Exercise prompt: Reproduce word for word the data from the line containing "Every instance of the white placard" up to and including the line containing "<point>548,839</point>".

Extracted data:

— Begin —

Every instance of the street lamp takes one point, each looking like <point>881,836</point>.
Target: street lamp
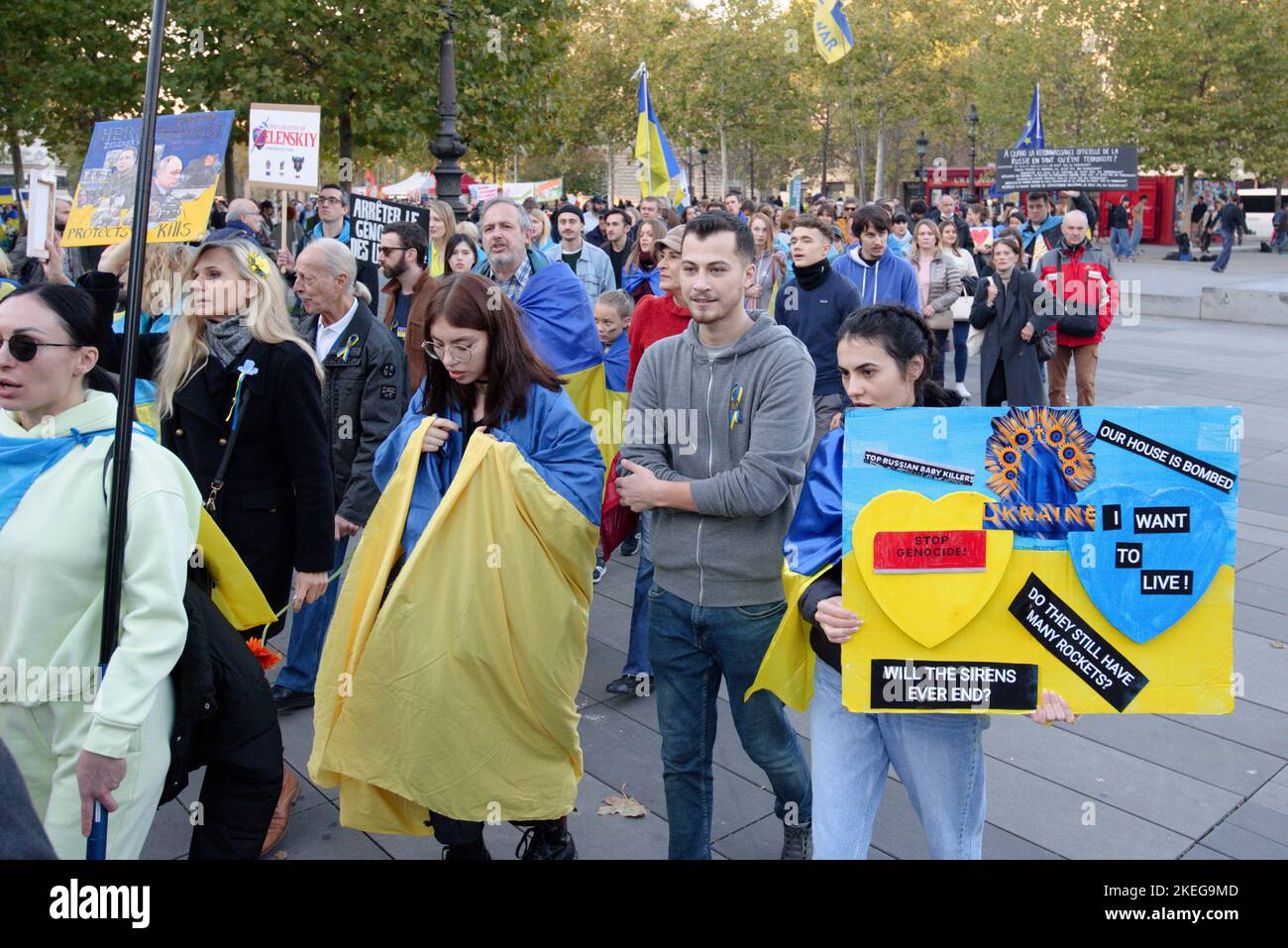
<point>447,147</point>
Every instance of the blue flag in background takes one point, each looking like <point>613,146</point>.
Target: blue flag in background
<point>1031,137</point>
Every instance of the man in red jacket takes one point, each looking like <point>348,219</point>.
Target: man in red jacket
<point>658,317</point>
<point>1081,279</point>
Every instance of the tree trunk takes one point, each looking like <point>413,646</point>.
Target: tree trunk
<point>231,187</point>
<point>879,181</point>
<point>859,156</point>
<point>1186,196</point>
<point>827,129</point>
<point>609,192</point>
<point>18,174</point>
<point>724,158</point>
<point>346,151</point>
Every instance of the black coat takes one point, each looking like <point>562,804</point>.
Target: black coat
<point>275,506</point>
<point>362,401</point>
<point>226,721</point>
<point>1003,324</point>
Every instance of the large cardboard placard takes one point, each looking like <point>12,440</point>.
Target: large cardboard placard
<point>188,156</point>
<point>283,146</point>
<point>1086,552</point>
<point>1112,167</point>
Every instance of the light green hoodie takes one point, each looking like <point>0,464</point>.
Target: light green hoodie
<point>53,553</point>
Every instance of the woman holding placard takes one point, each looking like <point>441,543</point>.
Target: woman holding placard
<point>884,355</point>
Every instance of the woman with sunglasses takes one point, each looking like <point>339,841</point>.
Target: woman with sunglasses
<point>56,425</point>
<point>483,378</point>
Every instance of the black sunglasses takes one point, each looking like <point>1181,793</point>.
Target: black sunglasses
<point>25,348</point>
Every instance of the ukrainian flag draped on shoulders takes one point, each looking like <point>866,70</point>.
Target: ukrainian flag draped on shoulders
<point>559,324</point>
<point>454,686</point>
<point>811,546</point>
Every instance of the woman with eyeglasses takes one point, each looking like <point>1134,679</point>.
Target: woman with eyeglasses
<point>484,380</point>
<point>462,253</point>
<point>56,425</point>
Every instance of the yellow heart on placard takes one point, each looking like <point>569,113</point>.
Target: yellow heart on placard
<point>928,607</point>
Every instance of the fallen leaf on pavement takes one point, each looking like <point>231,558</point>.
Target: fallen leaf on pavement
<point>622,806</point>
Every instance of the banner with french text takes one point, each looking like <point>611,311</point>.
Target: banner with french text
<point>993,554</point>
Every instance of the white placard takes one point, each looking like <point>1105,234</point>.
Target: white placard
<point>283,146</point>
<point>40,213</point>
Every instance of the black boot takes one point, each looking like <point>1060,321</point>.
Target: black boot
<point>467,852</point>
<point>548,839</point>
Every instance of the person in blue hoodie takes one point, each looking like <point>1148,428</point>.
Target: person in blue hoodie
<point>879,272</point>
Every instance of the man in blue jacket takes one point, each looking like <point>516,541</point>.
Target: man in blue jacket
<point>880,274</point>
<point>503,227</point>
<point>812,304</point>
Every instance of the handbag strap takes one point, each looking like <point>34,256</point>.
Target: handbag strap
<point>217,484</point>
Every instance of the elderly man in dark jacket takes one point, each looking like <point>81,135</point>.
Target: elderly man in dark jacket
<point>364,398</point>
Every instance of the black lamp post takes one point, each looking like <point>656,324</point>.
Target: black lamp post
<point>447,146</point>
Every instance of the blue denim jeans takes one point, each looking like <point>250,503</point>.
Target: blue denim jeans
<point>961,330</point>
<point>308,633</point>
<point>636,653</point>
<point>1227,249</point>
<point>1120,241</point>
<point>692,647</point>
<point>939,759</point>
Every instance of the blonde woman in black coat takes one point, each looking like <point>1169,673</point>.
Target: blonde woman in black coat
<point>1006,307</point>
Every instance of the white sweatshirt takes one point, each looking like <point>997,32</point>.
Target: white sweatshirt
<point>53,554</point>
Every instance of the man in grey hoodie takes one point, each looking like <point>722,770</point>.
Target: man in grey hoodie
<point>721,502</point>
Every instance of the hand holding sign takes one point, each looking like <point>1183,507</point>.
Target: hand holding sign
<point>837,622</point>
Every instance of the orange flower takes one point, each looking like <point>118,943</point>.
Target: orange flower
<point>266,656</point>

— End —
— Begin —

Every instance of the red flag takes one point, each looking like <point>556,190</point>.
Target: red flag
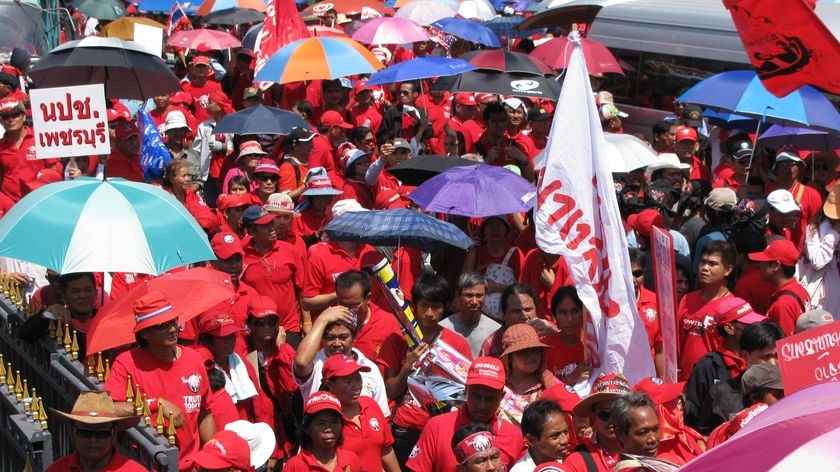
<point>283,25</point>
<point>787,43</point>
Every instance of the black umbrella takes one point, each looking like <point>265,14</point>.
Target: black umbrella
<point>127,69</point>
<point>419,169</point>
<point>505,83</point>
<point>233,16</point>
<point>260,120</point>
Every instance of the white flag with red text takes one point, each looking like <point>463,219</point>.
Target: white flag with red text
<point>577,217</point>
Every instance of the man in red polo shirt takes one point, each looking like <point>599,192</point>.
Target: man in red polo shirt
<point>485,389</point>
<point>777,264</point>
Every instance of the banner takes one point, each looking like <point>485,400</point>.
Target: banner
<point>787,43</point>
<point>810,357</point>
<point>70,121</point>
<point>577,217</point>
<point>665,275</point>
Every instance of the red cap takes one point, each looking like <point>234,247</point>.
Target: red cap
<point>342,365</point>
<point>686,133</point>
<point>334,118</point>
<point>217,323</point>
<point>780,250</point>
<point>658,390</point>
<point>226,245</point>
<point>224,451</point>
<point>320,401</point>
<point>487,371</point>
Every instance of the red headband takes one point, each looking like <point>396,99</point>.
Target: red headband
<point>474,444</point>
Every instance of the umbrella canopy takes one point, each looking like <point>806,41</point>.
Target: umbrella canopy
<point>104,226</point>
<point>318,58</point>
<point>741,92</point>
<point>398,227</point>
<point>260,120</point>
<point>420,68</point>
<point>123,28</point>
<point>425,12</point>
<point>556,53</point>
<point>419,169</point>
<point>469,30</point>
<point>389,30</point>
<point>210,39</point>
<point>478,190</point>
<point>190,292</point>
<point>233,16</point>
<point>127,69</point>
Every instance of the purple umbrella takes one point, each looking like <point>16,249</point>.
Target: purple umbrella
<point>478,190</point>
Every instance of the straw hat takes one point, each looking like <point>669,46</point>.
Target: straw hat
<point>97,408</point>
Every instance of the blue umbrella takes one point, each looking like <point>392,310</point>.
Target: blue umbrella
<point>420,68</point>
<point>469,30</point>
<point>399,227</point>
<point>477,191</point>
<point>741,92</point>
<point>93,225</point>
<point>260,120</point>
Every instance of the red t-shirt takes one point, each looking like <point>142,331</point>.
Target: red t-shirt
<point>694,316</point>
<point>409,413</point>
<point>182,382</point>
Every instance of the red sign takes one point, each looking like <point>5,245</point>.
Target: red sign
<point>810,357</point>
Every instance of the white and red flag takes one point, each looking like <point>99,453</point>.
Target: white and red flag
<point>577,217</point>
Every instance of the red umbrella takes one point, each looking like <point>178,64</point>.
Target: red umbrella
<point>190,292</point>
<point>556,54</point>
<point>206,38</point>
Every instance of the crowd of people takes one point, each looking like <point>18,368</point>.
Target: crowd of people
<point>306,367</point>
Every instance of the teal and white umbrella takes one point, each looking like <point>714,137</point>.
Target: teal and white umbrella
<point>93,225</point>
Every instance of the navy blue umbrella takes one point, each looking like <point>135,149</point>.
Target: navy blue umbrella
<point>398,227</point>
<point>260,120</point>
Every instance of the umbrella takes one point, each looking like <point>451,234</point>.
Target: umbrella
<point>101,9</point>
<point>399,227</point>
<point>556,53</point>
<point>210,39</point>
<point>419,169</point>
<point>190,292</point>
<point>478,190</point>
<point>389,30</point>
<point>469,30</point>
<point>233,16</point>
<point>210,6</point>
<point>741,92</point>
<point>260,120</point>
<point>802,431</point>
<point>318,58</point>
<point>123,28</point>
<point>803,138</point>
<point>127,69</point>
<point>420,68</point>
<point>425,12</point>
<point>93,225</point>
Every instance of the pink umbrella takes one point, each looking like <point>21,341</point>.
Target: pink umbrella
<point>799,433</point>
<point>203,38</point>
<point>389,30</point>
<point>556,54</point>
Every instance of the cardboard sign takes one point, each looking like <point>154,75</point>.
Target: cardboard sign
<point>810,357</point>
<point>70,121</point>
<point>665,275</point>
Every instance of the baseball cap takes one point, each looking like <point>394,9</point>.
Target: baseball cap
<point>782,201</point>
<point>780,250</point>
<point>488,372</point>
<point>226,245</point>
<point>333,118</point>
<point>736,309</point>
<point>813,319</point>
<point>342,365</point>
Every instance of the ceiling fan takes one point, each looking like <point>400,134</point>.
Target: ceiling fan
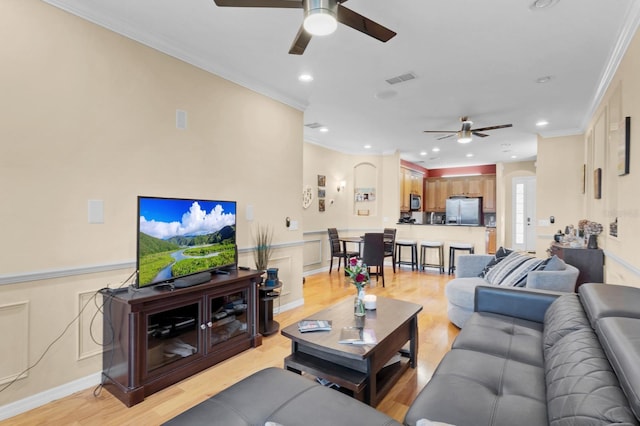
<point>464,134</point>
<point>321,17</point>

— End —
— Begin —

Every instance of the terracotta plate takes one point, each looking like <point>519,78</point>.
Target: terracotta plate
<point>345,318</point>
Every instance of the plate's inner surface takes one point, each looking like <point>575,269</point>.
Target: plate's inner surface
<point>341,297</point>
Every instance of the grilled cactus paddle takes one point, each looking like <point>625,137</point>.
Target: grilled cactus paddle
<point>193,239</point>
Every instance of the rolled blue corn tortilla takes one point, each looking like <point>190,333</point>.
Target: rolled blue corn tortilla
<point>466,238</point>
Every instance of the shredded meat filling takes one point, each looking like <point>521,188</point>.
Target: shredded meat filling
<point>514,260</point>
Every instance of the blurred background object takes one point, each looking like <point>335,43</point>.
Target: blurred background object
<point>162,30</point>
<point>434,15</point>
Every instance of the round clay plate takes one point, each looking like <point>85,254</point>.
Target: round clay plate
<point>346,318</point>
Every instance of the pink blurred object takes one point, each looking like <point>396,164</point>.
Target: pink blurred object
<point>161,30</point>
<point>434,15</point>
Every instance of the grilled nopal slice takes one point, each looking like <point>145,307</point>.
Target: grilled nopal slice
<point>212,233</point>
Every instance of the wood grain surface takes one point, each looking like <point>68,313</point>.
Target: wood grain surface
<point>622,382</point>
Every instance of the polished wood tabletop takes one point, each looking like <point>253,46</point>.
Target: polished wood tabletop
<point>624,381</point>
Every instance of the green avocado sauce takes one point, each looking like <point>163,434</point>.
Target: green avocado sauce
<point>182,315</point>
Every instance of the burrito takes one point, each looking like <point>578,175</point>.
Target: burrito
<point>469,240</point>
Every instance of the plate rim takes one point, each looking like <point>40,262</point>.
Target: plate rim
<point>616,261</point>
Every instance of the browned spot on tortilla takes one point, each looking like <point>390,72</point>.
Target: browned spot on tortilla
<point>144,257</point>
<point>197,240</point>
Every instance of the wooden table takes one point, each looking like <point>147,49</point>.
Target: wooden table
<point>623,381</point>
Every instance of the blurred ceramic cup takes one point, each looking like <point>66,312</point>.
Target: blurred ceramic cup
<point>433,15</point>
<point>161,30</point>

— End —

Output for this task:
Every instance of the white placard takes one point, each looking like <point>1105,234</point>.
Target: white placard
<point>283,146</point>
<point>40,213</point>
Every instance of the black boot takes one point, each looking like <point>1060,321</point>.
Target: black boot
<point>467,852</point>
<point>548,839</point>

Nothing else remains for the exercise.